AIM OF THE TASK
The expected output is every entry, copied exactly.
==========
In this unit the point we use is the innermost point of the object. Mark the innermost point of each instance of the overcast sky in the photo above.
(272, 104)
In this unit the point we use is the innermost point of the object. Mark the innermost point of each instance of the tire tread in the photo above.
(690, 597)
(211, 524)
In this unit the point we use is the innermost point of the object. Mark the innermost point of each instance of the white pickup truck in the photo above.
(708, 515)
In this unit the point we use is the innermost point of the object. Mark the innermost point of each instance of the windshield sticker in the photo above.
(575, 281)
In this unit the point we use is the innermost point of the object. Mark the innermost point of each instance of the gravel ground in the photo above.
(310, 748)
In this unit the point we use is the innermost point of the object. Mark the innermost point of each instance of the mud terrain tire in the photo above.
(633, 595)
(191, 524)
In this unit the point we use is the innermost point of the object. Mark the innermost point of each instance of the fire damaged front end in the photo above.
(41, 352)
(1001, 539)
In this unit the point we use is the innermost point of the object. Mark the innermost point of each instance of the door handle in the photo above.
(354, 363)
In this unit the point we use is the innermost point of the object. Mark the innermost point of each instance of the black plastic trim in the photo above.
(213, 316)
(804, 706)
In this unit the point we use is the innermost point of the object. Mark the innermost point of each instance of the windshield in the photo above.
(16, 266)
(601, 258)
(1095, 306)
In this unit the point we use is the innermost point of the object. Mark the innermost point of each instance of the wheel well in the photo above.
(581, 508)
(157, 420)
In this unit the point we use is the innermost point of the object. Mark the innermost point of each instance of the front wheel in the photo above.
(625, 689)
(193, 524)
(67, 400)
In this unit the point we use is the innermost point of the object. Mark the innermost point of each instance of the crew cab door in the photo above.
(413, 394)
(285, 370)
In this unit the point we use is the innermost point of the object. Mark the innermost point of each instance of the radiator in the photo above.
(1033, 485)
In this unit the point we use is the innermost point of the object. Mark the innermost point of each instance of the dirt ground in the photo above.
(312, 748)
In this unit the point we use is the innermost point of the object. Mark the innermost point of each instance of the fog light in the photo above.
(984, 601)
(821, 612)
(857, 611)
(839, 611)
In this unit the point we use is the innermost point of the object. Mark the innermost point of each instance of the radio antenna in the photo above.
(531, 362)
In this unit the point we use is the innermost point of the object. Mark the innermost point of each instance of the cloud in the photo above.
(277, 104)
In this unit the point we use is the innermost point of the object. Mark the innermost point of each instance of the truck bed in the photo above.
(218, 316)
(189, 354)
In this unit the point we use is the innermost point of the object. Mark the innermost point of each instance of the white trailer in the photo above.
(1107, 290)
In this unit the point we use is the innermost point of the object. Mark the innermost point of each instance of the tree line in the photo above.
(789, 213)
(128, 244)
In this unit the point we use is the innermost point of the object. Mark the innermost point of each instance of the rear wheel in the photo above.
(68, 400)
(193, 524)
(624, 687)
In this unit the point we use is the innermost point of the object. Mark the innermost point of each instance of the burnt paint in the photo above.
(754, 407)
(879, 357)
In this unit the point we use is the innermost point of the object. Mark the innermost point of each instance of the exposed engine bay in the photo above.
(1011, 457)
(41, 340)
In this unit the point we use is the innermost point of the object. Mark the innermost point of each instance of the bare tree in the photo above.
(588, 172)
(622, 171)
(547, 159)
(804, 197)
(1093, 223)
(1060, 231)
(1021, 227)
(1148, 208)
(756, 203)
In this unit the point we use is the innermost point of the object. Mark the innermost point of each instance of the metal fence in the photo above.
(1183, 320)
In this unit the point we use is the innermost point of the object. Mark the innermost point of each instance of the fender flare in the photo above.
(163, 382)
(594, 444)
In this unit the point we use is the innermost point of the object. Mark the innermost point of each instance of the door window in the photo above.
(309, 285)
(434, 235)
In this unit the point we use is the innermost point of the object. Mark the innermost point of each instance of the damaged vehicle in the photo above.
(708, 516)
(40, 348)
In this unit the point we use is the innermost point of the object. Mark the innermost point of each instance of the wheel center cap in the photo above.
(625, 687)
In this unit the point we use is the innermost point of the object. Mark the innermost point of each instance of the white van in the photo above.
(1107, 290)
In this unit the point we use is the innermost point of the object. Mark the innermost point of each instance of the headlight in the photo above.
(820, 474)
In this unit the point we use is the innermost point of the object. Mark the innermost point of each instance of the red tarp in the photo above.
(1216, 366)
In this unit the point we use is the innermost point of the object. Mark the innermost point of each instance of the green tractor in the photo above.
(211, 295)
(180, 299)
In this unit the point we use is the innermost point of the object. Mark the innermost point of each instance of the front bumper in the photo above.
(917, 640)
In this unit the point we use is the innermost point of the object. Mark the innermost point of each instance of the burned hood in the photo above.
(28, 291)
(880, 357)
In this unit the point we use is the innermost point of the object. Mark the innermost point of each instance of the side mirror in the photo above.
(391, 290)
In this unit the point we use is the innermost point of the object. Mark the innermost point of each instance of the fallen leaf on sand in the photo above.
==========
RESULT
In this unit the point we use is the innermost point of the object. Mark the innermost point of each instance of the overcast sky in the photo above.
(272, 104)
In this unit the point we use is the innermost point of the object. Mark the innermost point of each instance of the tire tread in the photo above.
(690, 597)
(211, 524)
In this unit the point we use is the innermost point of the object. Mark the innermost point of each instance of the white pickup truck in the photo above.
(708, 515)
In this unit the point we use is the innermost point of the object. Mark the innermost point of each instance of the windshield sticker in the photo above.
(575, 281)
In this unit the point we use is the innermost point of the object. Mark the innermost point of each instance of the gravel ground in the photo above.
(310, 748)
In this unit the point we use is the innermost point of the object. Mark the innermost point of each instance of the mud terrain tire in the photo above.
(633, 595)
(191, 524)
In this unit the point we use is the innermost point of the object. Mark the innermost point of each instance of the fire damaged front end in the photo above.
(41, 352)
(1001, 539)
In this unit the point we use is the innermost point of the object. Mark the innermost point of each instance of the door handle in the photo above.
(354, 363)
In this unit the point we use is the innermost point of the object. Mark the innermost point of each instance of the black plastic trim in the photo above.
(213, 316)
(804, 706)
In this unit the point we use is the innermost point of the object. Mark the innermost point of each instance of the windshield in the photo above.
(16, 266)
(601, 258)
(1095, 306)
In this unit the point we use is the innermost point of the object. Mark the innermost point of each instance of the wheel well in the photo above.
(581, 508)
(157, 420)
In this unit the point we use is the innermost point of the object. Mark the innermost point of each instance of the front wheel in the photo above.
(625, 689)
(193, 524)
(67, 400)
In this unit the point we use is the innermost point of the object. Mark the innermost point of each instance of the crew cab door in the photo above.
(413, 394)
(285, 370)
In this unit the point we use is the innermost point of the object. Mark the innermost point of each instance of the radiator in the photo above.
(1033, 485)
In this unit the point we use is the innermost point of the object. Mark the innermost point of each instance of the dirt ground in the photo above.
(312, 748)
In this unit the point we use is the innermost point of the object. Mark the innermost point of each instance of the fog light in the photo above.
(984, 601)
(821, 612)
(857, 611)
(839, 611)
In this unit the point we use is the innermost point of the object. Mark the innermost point of each instance of the radio antenna in the photo above.
(531, 362)
In this unit the point we use is the innermost point of the object. Mark the innermost point of each instance of the cloud in the photo above.
(277, 104)
In this unit the point we use is the innermost point of the object. Mark the innermost point of each instance of the truck bed in the photo above.
(218, 316)
(189, 354)
In this unit the point we use is the innermost point of the object. Mark the innermost point of each instance of the white trailer in the photo above.
(1107, 290)
In this unit the point we use is the innermost point of the object. Mark the innermost point of each instance of the tree line in the photo above.
(789, 213)
(128, 244)
In this unit the point we use is the innermost point of the object. Mark the innermost point of each instance of the rear wheel in the photo above.
(68, 400)
(193, 524)
(624, 687)
In this unit the point we use is the innermost point of the object. Mark the innermost point of each instance of the burnt paint in the photo above.
(754, 407)
(879, 357)
In this unit the point we use is the innermost point of the object. Mark the innermost point of each instance of the exposed engine bay in the photo above.
(1011, 457)
(41, 340)
In this unit the point we use is the innermost point of the object. Mark the innermost point of each instance of the bare tree in the photo above.
(588, 172)
(622, 171)
(547, 159)
(804, 197)
(1093, 223)
(1060, 231)
(1021, 227)
(1148, 208)
(756, 203)
In this unit the point we use is the innermost point of the object. Mark the innermost point of each instance of the metal fence in the photo above.
(1183, 320)
In this unit the point we use is the innermost point of the object. Mark the innermost point of each instance of the fender flare in the photo above.
(163, 382)
(594, 444)
In this unit the point we use is the innermost point of the object. Mark the innermost point of each instance of the door window in the photo above.
(309, 285)
(434, 235)
In this unit the point we use is the innermost point of the object. Mark the innermost point of each instance of the damaged vehicle in the photo above.
(708, 516)
(40, 348)
In this unit the point we use is the innermost point of the object. Mark the innermost point of each instance of the wheel center cap in the photo above.
(625, 687)
In this unit the point we use is the innermost point of the object. Mark the innermost point of each instance of the white van in the photo above.
(1107, 290)
In this unit the point we use is the innermost point of the object. Mark the innermost point of each instance of the headlight in the photo above.
(820, 474)
In this unit the point we use is the innermost point of the object. Mark the innermost point of each instance of the red tarp in the photo above.
(1216, 366)
In this unit the point we use is the innermost point of the object. Mark the innermost point of each instance of the green tractor in the photo above.
(211, 295)
(180, 299)
In this unit the point we use is the innermost point of the object. Mark the innermost point of each instance of the front bumper in the photo above.
(917, 640)
In this unit the point we use is the innermost point of the object. Mark the innermost point of each instance of the burned hood in the photo above.
(28, 291)
(880, 357)
In this unit the point we use is the innermost point of the object. Mark the innermost point of each instance of the side mirror in the photo above.
(391, 290)
In this unit the point we use is the innermost point of the object. Mark the innermost point of each instance of the fallen leaf on sand in the photo above.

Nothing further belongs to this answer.